Lines from the beginning of the data below through the one containing "x=217, y=86" are to be printed exactly as they appear.

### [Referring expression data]
_ _ _ _ _ _ _

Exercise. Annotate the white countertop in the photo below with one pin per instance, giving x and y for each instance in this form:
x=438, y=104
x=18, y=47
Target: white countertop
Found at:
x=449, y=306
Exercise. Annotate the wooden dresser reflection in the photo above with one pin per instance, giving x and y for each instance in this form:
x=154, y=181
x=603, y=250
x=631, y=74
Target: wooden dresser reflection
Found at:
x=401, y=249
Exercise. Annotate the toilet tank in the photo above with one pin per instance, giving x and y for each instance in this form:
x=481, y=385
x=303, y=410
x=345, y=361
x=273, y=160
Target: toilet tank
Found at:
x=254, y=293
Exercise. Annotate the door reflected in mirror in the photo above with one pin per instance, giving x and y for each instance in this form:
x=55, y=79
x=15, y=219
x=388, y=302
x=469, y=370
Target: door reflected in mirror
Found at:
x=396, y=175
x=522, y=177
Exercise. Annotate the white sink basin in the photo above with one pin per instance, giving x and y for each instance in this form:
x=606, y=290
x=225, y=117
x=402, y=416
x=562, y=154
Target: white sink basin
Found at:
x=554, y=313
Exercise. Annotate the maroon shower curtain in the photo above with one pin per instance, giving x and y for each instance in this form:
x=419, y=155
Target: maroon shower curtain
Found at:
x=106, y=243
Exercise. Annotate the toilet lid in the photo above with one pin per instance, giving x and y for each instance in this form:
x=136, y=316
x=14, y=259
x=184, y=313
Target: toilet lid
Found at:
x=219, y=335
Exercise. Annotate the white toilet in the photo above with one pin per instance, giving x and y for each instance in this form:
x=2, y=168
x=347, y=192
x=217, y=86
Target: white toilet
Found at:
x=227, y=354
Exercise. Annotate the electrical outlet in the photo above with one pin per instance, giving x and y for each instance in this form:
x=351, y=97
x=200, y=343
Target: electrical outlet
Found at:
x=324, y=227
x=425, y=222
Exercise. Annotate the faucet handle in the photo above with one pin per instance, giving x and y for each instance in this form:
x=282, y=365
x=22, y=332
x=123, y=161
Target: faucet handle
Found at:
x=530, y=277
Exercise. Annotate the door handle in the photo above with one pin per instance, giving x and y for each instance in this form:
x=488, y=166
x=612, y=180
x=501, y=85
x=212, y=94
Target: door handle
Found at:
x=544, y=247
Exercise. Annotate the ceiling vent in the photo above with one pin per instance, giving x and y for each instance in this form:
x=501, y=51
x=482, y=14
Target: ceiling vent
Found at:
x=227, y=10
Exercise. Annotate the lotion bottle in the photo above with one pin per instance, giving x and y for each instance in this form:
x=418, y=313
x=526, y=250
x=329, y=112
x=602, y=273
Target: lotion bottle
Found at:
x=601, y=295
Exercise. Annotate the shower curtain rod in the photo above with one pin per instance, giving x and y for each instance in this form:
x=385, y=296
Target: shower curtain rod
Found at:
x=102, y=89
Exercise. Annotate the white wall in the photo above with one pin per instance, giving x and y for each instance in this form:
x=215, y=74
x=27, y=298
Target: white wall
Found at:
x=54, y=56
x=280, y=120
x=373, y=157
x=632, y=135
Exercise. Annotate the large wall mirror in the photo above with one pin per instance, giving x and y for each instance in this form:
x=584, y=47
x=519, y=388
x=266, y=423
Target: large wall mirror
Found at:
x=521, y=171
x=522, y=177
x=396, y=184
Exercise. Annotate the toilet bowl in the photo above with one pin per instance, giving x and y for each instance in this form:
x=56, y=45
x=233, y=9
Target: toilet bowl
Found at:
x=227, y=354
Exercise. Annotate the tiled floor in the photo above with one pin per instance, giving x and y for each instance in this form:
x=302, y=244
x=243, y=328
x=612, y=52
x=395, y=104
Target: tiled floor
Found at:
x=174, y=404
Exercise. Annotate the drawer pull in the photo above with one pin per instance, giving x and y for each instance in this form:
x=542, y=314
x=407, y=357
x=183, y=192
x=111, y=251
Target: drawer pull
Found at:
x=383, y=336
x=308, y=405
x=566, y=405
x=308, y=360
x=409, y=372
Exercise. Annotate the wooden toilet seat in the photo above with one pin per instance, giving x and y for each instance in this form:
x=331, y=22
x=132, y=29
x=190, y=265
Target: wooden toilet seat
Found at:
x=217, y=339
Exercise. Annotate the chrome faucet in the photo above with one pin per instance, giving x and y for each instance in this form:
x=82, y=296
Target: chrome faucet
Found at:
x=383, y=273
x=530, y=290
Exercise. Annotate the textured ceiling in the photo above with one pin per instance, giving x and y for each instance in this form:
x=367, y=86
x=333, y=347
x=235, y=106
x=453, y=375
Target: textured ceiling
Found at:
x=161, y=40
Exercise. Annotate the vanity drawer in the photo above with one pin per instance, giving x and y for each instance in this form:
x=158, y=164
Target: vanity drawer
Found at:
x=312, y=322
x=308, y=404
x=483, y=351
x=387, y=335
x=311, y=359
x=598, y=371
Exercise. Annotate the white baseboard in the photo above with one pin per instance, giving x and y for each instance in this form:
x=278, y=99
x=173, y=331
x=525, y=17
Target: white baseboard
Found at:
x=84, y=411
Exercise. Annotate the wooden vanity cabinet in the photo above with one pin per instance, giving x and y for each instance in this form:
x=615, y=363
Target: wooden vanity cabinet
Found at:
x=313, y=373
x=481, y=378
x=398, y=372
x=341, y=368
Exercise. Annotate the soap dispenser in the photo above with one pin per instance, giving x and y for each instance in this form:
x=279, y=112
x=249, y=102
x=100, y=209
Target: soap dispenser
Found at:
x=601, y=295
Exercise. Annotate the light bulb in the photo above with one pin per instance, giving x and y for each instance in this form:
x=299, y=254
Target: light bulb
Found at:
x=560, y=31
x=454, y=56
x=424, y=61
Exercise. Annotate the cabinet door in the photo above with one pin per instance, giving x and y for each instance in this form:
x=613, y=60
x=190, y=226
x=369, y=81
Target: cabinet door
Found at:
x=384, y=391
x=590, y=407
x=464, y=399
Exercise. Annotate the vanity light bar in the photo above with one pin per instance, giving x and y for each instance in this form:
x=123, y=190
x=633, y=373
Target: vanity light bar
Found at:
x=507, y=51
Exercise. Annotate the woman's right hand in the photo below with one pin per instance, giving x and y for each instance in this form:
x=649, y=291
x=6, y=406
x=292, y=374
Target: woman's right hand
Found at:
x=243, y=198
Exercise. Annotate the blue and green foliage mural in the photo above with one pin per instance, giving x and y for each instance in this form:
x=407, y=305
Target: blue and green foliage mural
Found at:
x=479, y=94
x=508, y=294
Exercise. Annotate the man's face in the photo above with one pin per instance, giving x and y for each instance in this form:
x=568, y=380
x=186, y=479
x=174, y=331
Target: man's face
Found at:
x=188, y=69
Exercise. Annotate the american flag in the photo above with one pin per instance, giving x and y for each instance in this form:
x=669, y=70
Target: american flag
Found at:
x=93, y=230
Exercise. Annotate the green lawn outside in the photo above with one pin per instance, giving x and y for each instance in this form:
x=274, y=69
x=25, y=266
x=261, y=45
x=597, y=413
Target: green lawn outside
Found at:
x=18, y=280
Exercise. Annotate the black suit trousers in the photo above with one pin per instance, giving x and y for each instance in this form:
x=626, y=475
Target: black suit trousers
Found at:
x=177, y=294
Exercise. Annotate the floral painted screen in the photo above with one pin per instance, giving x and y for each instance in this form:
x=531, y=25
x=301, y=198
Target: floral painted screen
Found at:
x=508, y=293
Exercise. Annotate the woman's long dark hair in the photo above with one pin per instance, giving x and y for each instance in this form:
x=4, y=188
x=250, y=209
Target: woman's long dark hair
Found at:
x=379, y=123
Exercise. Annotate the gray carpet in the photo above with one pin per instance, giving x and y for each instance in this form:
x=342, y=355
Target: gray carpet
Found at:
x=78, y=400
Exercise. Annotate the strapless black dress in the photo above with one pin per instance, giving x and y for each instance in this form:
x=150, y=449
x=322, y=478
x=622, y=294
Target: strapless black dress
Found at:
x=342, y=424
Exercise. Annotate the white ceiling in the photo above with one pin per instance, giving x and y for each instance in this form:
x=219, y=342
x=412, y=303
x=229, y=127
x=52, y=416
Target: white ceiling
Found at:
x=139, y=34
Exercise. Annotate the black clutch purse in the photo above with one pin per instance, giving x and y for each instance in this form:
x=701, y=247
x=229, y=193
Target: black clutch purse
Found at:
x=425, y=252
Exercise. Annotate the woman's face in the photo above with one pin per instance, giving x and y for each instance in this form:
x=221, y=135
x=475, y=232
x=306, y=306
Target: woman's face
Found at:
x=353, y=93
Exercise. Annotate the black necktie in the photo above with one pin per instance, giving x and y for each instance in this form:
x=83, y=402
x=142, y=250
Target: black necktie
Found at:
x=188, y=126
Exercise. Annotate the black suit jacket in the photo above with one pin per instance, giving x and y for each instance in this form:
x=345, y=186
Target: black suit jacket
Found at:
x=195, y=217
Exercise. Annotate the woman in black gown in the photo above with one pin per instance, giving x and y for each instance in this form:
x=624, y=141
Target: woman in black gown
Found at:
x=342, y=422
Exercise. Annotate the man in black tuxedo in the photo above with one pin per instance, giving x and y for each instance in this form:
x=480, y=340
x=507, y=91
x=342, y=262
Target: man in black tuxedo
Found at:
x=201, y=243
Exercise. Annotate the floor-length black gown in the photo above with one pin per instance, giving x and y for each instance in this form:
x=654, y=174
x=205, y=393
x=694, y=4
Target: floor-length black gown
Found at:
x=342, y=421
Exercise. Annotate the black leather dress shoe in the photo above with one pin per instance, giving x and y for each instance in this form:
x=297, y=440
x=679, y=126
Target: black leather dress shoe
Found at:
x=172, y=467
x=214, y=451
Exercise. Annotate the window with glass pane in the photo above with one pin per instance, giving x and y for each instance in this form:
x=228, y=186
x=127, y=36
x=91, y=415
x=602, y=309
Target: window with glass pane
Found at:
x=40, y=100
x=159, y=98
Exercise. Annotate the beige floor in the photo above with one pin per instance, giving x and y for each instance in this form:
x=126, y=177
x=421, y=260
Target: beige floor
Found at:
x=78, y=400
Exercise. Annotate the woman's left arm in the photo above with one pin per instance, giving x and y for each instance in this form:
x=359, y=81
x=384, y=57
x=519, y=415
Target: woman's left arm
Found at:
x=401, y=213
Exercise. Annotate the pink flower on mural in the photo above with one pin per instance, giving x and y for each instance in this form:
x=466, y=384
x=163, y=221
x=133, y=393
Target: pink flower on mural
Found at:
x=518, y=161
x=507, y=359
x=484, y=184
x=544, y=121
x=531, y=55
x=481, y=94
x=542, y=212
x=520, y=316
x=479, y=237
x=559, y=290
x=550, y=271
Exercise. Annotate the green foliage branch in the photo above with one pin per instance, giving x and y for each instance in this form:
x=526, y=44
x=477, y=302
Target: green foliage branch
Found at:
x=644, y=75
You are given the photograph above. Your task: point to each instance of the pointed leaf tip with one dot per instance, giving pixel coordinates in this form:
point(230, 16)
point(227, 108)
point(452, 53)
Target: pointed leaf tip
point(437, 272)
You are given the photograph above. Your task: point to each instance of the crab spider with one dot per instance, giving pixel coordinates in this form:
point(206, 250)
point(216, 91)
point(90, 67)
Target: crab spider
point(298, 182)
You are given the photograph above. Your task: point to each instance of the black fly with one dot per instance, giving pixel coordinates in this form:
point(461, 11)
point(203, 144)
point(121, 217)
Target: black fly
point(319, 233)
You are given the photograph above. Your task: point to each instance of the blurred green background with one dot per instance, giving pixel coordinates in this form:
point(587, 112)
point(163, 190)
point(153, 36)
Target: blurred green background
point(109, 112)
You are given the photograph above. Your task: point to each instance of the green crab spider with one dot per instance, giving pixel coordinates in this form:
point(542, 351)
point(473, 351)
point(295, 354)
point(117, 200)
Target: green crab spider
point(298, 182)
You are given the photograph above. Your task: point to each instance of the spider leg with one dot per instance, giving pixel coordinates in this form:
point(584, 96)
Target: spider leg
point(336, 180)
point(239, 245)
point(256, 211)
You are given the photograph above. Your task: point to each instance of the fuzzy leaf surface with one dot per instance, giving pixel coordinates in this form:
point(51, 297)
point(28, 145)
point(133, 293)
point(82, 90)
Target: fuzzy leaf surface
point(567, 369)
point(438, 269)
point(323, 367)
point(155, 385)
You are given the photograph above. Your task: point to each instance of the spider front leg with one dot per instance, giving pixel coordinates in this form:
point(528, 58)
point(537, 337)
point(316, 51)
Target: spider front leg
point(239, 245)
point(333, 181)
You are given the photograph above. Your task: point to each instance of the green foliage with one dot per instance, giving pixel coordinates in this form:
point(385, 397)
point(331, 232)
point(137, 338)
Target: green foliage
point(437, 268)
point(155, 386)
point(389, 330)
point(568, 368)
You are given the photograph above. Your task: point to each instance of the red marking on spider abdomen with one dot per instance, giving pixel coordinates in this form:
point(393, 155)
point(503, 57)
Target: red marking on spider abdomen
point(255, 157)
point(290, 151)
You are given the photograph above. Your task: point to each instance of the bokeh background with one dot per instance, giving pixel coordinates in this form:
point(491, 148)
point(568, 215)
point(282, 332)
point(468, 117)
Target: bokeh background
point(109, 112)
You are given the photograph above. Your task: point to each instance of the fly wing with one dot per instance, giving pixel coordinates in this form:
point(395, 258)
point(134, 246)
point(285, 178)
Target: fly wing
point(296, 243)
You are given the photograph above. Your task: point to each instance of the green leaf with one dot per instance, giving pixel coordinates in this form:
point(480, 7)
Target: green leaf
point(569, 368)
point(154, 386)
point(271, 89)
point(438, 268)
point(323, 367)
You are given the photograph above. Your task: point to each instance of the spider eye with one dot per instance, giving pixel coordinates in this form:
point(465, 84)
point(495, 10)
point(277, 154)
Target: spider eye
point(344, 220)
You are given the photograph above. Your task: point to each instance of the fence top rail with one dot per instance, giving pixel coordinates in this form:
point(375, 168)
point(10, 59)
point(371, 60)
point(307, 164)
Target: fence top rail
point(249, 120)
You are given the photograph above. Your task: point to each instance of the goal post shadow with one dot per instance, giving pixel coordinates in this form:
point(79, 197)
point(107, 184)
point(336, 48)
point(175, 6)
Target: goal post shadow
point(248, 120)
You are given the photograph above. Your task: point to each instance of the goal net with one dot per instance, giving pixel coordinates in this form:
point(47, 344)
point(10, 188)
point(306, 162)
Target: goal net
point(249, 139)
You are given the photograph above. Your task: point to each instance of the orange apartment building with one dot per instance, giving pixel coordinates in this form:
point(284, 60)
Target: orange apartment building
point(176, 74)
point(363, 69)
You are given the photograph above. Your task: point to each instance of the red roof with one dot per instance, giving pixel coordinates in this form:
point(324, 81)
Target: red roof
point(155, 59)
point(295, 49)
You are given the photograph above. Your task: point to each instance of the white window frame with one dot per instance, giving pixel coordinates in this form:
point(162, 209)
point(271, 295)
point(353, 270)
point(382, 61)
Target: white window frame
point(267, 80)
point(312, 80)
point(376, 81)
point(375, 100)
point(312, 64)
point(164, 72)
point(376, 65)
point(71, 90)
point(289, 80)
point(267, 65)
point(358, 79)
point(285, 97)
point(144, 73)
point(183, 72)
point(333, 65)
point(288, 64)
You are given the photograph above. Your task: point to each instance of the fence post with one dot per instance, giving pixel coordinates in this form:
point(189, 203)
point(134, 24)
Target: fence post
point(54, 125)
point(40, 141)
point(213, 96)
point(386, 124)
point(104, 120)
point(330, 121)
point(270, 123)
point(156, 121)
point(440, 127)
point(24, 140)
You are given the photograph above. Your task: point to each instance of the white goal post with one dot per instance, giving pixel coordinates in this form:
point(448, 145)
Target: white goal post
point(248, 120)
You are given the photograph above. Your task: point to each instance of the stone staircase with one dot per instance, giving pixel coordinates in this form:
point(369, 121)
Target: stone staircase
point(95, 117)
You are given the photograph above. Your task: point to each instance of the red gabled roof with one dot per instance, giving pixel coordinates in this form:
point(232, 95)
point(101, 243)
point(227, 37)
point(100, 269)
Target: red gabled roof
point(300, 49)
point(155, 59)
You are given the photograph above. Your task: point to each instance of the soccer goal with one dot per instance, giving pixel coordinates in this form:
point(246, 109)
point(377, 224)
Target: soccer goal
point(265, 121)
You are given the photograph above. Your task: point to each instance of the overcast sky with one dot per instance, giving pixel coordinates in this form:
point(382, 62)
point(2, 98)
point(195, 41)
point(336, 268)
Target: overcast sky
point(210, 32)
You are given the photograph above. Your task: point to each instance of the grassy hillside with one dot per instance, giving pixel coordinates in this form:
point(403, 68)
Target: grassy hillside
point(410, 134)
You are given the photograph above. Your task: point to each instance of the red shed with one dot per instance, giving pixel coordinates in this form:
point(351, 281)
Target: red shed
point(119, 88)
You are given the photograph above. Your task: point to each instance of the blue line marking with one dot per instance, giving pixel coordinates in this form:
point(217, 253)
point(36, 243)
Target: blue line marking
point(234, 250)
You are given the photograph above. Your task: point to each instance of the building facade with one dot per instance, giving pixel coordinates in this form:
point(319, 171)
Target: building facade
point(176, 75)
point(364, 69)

_ _ _ _ _ _ _

### [EXERCISE RESPONSE]
Exercise. Annotate the white countertop in the photo below with one pin per instance, giving x and y for each instance in this form:
x=438, y=104
x=18, y=47
Target: white countertop
Found at:
x=449, y=306
Exercise. Annotate the wooden dresser reflection in the photo above with one pin per instance, giving x and y for each instance in this form:
x=154, y=181
x=603, y=250
x=631, y=74
Target: wooden dresser reflection
Found at:
x=401, y=249
Exercise. Annotate the toilet tank in the photo above with one pin per instance, giving x and y for each instance in this form:
x=481, y=385
x=303, y=410
x=345, y=361
x=273, y=160
Target: toilet tank
Found at:
x=254, y=293
Exercise. Annotate the door reflected in mirror in the photo above with one pin per instance, giving x and y for each instance in this form:
x=55, y=79
x=15, y=219
x=388, y=302
x=469, y=370
Target: door reflected in mirror
Found at:
x=396, y=175
x=522, y=177
Exercise. Annotate the white sink basin in the photo above with one pin per instance, giving x and y for each instance in this form:
x=606, y=290
x=225, y=117
x=402, y=416
x=562, y=154
Target: white sink basin
Found at:
x=554, y=313
Exercise. Annotate the maroon shower curtain in the photo above with one pin per instance, giving x and y for each instance in this form:
x=419, y=155
Target: maroon shower curtain
Found at:
x=106, y=243
Exercise. Annotate the toilet lid in the photo above with one pin per instance, giving x and y for each instance in this form:
x=136, y=316
x=14, y=259
x=184, y=313
Target: toilet lid
Found at:
x=219, y=335
Exercise. Annotate the white toilet in the photo above with one pin per instance, giving x and y for each instance in this form:
x=2, y=168
x=347, y=192
x=217, y=86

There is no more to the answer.